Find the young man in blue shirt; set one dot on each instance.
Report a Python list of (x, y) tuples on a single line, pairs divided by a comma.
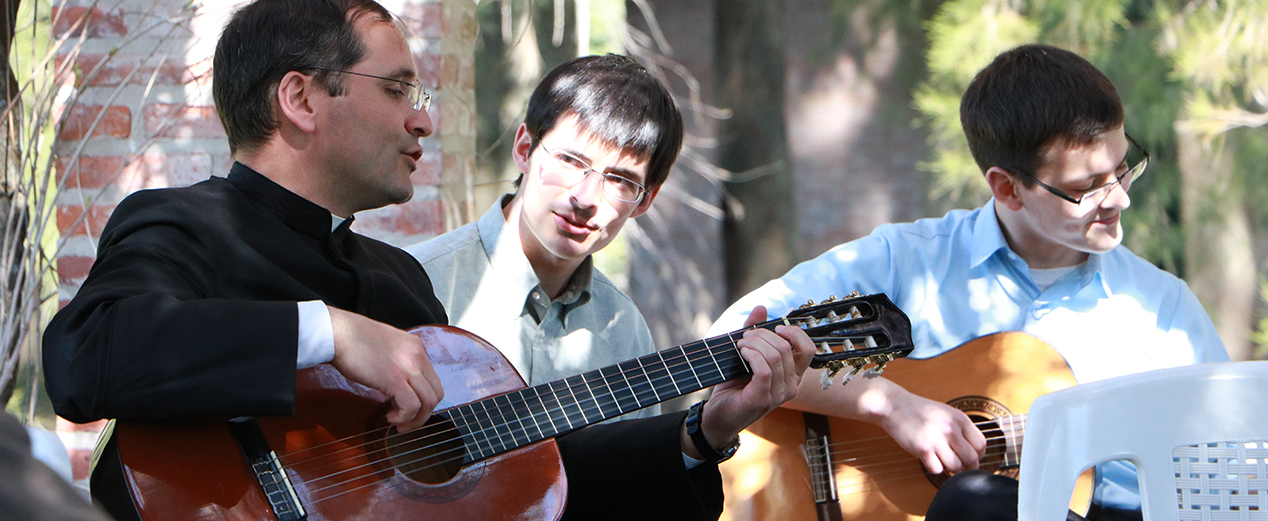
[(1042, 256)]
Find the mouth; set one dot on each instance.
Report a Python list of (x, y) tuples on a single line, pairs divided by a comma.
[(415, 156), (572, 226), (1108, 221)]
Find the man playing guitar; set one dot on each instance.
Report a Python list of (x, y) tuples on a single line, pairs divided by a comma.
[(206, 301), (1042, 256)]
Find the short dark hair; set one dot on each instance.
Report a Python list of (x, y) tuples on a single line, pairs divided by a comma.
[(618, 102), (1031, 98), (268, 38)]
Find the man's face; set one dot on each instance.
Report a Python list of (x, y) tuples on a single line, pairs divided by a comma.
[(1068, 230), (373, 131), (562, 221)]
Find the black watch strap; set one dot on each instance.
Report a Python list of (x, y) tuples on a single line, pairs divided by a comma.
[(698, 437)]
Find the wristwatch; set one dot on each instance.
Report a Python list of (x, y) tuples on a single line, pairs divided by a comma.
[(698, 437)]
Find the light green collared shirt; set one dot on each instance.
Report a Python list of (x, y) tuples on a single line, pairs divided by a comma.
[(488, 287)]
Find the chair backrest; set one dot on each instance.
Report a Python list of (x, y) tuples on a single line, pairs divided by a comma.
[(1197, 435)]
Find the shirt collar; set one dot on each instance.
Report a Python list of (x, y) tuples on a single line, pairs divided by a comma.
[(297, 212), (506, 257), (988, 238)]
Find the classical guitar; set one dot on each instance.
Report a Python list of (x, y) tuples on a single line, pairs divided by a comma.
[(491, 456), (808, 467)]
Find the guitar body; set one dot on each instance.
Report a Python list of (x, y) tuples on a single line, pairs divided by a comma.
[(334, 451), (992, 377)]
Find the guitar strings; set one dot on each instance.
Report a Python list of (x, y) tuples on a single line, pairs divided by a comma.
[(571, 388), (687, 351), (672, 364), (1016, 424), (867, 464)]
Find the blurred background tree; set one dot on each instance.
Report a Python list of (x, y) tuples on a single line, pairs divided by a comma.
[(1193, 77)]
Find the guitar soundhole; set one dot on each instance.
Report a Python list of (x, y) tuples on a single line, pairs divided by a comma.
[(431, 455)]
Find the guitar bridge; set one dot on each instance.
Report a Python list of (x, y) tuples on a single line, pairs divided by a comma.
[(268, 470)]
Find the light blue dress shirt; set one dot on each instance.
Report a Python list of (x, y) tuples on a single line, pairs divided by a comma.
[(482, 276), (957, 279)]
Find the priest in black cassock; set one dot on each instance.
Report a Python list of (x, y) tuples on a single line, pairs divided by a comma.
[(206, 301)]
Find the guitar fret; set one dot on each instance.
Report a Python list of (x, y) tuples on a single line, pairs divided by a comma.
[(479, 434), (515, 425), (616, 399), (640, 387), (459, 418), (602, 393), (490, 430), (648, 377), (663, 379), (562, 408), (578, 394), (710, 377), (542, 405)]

◇ ◇ ◇ ◇ ◇ ◇ ◇

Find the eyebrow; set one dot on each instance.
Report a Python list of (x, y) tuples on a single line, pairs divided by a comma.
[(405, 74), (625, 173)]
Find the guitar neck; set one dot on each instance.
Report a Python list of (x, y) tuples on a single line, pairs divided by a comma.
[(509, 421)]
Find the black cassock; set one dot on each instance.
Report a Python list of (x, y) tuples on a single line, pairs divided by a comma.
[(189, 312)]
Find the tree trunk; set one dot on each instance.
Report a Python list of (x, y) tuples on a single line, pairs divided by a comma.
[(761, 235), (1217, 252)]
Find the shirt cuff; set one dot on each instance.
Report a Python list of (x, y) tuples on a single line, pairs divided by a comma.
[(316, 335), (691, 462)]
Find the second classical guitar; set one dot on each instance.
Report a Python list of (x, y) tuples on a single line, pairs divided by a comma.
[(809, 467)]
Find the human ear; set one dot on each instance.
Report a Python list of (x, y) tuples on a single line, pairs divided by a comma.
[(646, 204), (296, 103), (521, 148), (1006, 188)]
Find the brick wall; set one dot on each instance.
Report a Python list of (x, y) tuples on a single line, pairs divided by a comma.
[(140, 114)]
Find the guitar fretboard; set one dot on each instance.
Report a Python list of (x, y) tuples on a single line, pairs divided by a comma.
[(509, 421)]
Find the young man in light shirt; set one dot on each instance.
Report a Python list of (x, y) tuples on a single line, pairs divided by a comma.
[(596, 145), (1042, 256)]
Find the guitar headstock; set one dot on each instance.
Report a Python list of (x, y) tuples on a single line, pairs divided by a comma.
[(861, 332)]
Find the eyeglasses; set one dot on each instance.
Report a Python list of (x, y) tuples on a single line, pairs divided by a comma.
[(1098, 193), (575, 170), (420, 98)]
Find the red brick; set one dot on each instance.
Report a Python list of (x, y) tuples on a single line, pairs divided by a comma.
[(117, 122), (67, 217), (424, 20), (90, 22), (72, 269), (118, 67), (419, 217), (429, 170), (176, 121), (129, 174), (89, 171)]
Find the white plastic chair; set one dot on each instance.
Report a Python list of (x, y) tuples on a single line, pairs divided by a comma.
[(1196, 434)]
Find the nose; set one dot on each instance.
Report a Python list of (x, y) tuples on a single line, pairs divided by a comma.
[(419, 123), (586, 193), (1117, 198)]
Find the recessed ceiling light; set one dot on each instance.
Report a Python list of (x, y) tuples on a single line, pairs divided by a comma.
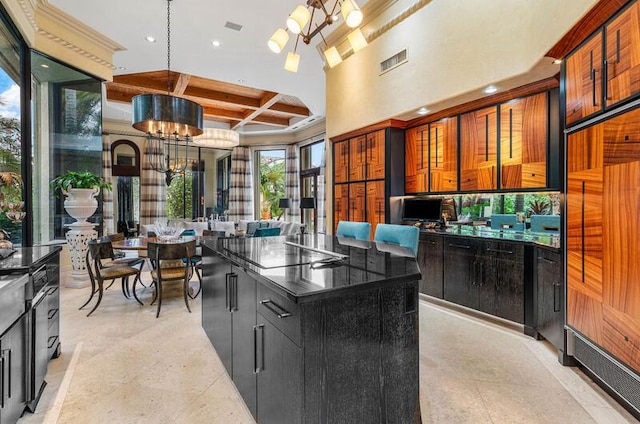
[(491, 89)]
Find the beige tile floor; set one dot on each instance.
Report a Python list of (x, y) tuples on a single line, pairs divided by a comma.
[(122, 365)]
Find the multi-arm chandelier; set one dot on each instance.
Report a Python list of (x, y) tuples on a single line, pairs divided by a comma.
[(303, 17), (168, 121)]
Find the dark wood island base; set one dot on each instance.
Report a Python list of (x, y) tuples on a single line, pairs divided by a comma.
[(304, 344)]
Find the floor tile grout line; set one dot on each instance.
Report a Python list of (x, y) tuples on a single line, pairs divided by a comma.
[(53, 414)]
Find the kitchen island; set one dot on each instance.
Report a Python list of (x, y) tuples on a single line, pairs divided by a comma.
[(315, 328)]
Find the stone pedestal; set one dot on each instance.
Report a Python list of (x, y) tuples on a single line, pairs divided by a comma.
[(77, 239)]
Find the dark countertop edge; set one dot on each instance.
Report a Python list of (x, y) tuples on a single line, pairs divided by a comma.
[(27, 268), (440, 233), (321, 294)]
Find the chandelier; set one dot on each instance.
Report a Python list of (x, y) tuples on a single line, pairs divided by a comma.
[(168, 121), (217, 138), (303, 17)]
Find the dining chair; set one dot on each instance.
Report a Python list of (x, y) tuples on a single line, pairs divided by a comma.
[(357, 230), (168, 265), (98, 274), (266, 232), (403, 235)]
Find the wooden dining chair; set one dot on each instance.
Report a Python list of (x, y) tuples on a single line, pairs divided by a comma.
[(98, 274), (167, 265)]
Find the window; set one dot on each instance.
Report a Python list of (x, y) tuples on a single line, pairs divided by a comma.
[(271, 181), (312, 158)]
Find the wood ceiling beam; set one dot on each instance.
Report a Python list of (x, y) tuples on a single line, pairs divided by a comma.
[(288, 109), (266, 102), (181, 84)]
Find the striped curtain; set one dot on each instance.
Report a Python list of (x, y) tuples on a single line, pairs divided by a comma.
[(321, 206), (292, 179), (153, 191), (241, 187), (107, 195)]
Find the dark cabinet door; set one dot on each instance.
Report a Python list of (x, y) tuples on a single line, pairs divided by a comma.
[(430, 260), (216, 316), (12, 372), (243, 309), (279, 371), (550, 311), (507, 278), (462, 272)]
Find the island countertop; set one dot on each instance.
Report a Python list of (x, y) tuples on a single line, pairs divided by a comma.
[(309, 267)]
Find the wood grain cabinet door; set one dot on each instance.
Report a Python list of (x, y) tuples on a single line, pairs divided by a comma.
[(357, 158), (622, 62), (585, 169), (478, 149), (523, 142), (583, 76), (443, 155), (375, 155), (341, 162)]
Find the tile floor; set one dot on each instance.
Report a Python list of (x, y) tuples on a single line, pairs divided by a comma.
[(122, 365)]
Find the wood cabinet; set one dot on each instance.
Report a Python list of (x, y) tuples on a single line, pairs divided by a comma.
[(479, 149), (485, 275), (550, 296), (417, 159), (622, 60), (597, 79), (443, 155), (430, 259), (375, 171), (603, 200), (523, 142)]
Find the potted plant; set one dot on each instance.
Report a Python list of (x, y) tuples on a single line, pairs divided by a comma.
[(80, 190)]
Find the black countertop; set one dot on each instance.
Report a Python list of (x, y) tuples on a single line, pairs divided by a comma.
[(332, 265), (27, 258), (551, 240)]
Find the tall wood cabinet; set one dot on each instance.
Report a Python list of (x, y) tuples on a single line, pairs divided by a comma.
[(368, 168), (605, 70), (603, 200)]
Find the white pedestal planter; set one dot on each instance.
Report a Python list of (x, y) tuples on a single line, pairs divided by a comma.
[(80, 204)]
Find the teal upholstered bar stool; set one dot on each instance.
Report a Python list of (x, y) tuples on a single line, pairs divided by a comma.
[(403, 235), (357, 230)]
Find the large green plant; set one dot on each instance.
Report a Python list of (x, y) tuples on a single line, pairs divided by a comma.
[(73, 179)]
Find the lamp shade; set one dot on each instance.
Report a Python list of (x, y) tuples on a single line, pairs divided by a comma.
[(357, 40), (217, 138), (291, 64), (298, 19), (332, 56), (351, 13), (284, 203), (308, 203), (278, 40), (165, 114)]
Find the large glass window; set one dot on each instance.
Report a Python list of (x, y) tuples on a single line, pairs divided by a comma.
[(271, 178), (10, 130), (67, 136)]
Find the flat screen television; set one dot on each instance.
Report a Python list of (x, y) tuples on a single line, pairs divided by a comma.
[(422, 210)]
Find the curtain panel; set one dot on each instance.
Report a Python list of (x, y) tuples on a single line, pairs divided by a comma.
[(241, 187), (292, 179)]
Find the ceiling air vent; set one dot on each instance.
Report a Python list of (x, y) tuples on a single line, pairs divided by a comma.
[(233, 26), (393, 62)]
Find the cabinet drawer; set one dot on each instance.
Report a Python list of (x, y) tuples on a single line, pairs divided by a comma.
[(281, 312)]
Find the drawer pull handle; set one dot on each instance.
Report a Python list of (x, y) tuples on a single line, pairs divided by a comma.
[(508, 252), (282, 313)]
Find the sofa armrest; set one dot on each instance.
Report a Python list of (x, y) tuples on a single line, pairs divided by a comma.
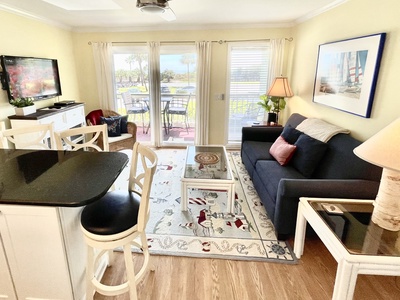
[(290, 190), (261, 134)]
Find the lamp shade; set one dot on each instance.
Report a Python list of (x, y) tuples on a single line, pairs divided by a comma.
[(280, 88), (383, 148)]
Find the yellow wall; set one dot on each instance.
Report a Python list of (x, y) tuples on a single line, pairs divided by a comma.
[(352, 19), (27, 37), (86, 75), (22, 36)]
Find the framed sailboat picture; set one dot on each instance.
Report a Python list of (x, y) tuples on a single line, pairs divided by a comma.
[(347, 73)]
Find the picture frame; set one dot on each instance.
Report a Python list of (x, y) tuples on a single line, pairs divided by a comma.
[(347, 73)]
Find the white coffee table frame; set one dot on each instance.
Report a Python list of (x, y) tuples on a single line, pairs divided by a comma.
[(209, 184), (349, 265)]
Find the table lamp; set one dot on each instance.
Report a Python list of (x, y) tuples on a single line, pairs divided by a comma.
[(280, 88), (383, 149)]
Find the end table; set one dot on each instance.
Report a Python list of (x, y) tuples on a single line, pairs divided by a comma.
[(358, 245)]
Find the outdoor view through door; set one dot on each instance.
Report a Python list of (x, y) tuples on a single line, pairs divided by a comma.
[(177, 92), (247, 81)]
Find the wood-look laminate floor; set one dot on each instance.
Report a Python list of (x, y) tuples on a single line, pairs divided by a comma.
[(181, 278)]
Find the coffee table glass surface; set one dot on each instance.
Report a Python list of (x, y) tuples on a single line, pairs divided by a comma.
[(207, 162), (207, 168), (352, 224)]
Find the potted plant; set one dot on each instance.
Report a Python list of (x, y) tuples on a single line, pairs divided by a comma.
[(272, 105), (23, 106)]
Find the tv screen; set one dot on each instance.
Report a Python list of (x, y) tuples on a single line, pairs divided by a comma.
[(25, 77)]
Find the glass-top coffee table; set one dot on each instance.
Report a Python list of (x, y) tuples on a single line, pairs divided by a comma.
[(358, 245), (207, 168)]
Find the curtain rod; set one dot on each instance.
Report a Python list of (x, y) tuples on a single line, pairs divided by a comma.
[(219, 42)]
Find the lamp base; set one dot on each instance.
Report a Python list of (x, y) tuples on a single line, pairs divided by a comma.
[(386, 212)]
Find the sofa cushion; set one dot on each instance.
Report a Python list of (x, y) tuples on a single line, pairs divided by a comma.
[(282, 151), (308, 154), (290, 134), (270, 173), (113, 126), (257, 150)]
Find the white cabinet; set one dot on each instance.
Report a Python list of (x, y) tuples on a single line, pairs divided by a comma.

◇ ◇ ◇ ◇ ◇ ◇ ◇

Give every line of the material from the one containing "Find the large green" down to the one containing "[(290, 190), (261, 134)]", both included, as a Markdown table with a Row column numbering the lines and a Line column holding each line. Skip blank lines and leave the pictures out.

* _Task result_:
| Row | Line |
|---|---|
| 1 | Find the large green plant; set one dot on each instance. |
| 2 | Report a Python list of (x, y) tuples on a single line, pairs divided by a comma. |
| 3 | [(73, 179)] |
| 4 | Find the lamp shade; set one dot on each instance. |
| 5 | Report a Python list of (x, y) tuples on a single line, pairs divided by a comma. |
| 6 | [(357, 40), (217, 138), (291, 64), (298, 19), (332, 56), (351, 13), (284, 203), (308, 203), (278, 40), (165, 114)] |
| 7 | Find the large glass window; set one dot on each instance. |
| 8 | Report a Python list of (x, y) tuples on a single line, pairs divided by a comma. |
| 9 | [(271, 178), (10, 130), (67, 136)] |
| 10 | Find the flat screen television; set one dot on each instance. |
| 11 | Report a Python list of (x, y) tuples on a single line, pairs divided by a comma. |
| 12 | [(422, 210)] |
| 13 | Find the curtain panel; set one dot on each instance. |
| 14 | Report a Python list of (x, y) tuples on a single line, pairs divided by a comma. |
| 15 | [(241, 187), (292, 179)] |
| 16 | Find the ceiling air vent; set one dot on each instance. |
| 17 | Report a Python list of (x, y) tuples on a single line, pairs divided by a comma. |
| 18 | [(233, 26), (393, 62)] |
| 19 | Find the cabinet drawer; set one dot on each instance. |
| 20 | Report a Python list of (x, y) tuples on a single line, pairs divided by a comma. |
| 21 | [(281, 312)] |
| 22 | Find the drawer pull handle; set one dot on each instance. |
| 23 | Report a Python list of (x, y) tuples on a single line, pairs divided by a comma. |
| 24 | [(508, 252), (282, 313)] |
| 25 | Find the sofa armrest; set one dot on each instance. |
| 26 | Report a Python list of (x, y) tuples on a single line, pairs divided by a comma. |
| 27 | [(290, 190), (261, 134)] |